## Begin
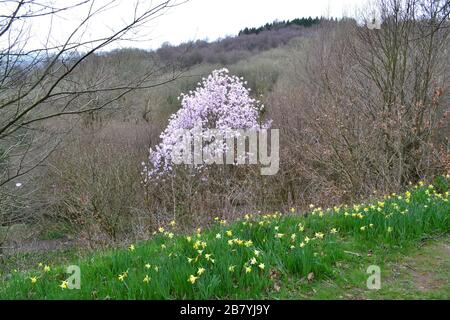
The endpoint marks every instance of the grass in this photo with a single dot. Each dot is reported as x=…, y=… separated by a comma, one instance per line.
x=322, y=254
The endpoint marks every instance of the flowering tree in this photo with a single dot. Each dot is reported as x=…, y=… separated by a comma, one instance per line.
## End
## Begin
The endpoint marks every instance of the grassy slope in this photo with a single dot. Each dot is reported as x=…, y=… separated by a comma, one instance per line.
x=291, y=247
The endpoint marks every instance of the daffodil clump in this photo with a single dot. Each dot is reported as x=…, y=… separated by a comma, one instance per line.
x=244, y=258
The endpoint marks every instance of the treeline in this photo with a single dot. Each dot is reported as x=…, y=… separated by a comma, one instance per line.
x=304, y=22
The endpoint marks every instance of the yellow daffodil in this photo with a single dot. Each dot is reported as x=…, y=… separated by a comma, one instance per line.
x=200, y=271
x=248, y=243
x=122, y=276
## End
**The problem**
Can you pull out the records from the line with "The endpoint marks every instance of the daffodil" to the line with "x=304, y=22", both ends included, and copy them word for word?

**Solution below**
The endpoint marks every instance of the daffodil clump in this photo with a single dot. Each dot is reported as x=…, y=… separated by a comma, one instance per line.
x=244, y=258
The endpoint marks every instance of the treeline in this photo with a single dot. Each dot is reported as x=…, y=… separated by a comma, one instance per line.
x=304, y=22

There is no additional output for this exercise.